→ **Extrait du document**
==========
Canada INC., la politique étrangère détournée

Est-ce que la promotion des intérêts des entreprises privées devrait être le premier objectif de la politique étrangère canadienne ?Il semble bien que la classe d’affaire de ce pays le pense. Les conservateurs du gouvernement Harper semblent trop heureux de mettre tout le poids du gouvernement dans le soutient de ces intérêts. Ils le font sans grande critique idéologique ou politique.

Yves Engler est l’auteur d’un livre publié récemment : New Commune-ist Manifesto, Workers of the World It Really is Time to Unite. C.f. www.newcommuneist.com

(tiré de COUNTERPUNCH.ORG, 24 DÉCEMBRE 2013. Traduction, Alexandra Cyr)

Récemment, ils ont annoncé que la « diplomatie économique » allait devenir « la ligne de force de toutes les activités du gouvernement canadien au sein de son réseau diplomatique et international ». Selon son plan intitulé Global Markets Action plan (GMAP) : « Toutes les ressources diplomatiques du gouvernement du Canada seront dirigées vers le secteur privé pour augmenter les chances de succès de ses entreprises d’affaires à l’étranger ».

Cette publication est une confirmation évidente de l’engagement des conservateurs à mettre la politique étrangère du pays au service des intérêts corporatifs. Au cours des dernières années ils ont dépensé des dizaines de millions de dollars en activités de lobbying auprès des gouvernements américains et européens en faveur des intérêts des pétrolières liées au développement du pétrole des sables bitumineux, pour ceux de l’industrie de l’armement auprès des monarchies du golfe persique et d’autres abuseurs des droits humains, ou pour resserrer les liens entre nos politiques d’aide internationale et l’industrie minièreautrement responsable d’innombrables abus.
==========
→ **Extraits des lignes**
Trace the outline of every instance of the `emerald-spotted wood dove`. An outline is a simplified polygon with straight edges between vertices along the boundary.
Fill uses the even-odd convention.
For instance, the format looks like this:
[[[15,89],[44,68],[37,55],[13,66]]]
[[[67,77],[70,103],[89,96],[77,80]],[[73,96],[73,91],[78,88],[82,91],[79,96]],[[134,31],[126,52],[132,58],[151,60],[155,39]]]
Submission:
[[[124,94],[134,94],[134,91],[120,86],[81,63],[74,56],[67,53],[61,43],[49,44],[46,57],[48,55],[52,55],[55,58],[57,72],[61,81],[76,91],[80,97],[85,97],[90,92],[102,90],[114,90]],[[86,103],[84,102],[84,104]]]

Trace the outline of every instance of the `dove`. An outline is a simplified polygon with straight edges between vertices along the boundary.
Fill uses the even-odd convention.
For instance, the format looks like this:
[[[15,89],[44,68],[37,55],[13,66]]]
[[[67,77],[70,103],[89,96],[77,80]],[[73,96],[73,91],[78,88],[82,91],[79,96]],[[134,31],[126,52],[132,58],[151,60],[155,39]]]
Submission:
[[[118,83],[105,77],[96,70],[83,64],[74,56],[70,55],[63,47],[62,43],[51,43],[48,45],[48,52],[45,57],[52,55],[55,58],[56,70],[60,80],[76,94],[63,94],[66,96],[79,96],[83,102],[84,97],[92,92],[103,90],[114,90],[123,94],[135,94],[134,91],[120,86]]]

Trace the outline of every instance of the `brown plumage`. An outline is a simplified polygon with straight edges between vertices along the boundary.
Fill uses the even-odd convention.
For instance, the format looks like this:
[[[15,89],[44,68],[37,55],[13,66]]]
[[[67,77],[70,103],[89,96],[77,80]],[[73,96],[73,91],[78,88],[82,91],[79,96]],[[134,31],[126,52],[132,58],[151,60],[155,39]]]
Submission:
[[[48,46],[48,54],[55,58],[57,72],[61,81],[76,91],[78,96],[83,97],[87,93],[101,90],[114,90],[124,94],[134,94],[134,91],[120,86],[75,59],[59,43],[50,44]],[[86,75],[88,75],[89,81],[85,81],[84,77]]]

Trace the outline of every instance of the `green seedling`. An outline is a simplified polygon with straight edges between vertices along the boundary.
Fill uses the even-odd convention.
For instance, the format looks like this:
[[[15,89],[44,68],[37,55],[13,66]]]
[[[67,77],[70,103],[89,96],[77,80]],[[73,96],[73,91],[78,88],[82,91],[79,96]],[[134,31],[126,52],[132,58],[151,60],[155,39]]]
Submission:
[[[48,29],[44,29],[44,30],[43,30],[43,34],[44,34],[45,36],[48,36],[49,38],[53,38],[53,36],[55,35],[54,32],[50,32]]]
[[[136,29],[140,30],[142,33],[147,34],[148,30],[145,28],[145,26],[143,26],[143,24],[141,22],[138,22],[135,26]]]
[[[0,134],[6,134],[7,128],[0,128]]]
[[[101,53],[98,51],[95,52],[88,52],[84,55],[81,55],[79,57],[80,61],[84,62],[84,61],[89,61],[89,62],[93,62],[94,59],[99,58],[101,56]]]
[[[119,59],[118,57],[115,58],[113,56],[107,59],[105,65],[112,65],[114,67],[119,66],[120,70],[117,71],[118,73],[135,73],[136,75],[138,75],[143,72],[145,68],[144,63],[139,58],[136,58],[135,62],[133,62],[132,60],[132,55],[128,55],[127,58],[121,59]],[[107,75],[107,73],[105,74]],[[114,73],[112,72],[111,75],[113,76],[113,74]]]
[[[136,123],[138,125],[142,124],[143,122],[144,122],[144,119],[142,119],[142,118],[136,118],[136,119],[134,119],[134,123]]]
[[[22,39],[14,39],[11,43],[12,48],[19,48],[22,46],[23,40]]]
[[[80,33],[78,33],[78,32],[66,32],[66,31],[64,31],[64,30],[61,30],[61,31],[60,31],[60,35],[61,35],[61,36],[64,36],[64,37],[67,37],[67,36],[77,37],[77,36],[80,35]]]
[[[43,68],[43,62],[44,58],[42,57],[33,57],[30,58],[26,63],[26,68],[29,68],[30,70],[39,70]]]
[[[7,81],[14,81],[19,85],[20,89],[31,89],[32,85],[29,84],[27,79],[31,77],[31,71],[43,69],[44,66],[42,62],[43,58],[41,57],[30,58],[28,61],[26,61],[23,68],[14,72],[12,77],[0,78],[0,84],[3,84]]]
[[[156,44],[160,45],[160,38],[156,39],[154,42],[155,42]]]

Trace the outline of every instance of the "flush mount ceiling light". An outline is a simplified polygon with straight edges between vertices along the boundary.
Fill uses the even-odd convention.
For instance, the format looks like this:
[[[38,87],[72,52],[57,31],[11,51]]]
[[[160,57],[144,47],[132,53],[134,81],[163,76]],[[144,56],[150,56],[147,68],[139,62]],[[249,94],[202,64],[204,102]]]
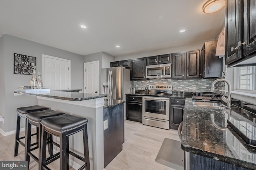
==========
→ **Objectif de l'exercice**
Recopiez le passage de l'article sur la politique étrangère canadienne qui commence par les mots contenant « Est-ce que la » et se termine par « idéologique ou politique. ». Remplacez-y « gouvernement Harper » par « gouvernement fédéral ». Les lignes ne servent à rien pour cet exercice.

→ **Bonne réponse**
Est-ce que la promotion des intérêts des entreprises privées devrait être le premier objectif de la politique étrangère canadienne ?Il semble bien que la classe d’affaire de ce pays le pense. Les conservateurs du gouvernement fédéral semblent trop heureux de mettre tout le poids du gouvernement dans le soutient de ces intérêts. Ils le font sans grande critique idéologique ou politique.